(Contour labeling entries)
☆ ☆ ☆ ☆

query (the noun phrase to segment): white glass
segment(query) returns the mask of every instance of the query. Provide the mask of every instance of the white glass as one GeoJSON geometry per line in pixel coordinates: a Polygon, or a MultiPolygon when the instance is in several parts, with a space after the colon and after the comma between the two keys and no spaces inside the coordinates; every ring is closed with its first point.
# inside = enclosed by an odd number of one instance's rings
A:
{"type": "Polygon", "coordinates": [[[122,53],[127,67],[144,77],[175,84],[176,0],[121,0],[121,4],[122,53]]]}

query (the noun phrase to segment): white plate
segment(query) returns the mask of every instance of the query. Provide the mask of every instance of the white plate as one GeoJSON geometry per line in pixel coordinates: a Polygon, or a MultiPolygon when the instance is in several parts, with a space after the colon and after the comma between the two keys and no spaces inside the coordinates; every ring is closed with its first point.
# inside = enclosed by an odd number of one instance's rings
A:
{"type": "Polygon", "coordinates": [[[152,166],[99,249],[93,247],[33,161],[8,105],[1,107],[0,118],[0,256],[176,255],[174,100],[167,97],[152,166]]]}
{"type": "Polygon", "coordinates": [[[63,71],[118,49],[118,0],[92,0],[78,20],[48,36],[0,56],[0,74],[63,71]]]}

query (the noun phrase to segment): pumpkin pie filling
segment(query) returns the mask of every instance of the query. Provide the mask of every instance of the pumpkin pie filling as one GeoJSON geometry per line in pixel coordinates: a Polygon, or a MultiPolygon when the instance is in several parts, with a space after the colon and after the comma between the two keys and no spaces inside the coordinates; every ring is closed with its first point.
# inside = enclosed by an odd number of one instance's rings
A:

☆ ☆ ☆ ☆

▸ **Challenge**
Turn the records above into a numbered list, one item per line, and drop the blank lines.

▸ **Exercise output**
1. query (the noun phrase to segment): white glass
2. segment(query) returns the mask of every instance of the query. Provide the mask of every instance of the white glass as one GeoJSON geometry per line in pixel coordinates: a Polygon, or a MultiPolygon when the instance is in several parts, with a space after the colon and after the comma between the two keys and no spaces inside the coordinates; every ring is closed with its first point.
3. # inside = enclosed by an odd number of one instance's rings
4. A:
5. {"type": "Polygon", "coordinates": [[[122,53],[127,67],[144,77],[175,84],[176,0],[121,0],[121,4],[122,53]]]}
6. query (the noun phrase to segment): white plate
7. segment(query) returns the mask of every instance of the query. Provide the mask of every instance of the white plate as one GeoJSON geometry per line in pixel coordinates: a Polygon, or a MultiPolygon when the instance is in several parts, with a space after the colon and after the comma between the two keys and no spaces inside the coordinates; every ring is closed with its first point.
8. # inside = enclosed by an odd number of one instance's rings
9. A:
10. {"type": "Polygon", "coordinates": [[[152,166],[99,249],[93,247],[33,161],[8,105],[1,107],[0,118],[0,256],[176,255],[174,100],[167,97],[152,166]]]}
11. {"type": "Polygon", "coordinates": [[[63,71],[118,49],[118,0],[92,0],[78,20],[48,36],[0,56],[0,74],[63,71]]]}
12. query (the noun phrase to segment): pumpkin pie filling
13. segment(query) returns the mask of every instance of the query. Provide the mask of every instance of the pumpkin pie filling as one GeoJSON geometry per line in pixel coordinates: a Polygon, or a MultiPolygon when the instance is in several parts, with a space after the colon and after the comma between the two keys and no spaces inside the coordinates; every ring is closed with its first point.
14. # inside = enclosed by an odd number of one instance's rings
15. A:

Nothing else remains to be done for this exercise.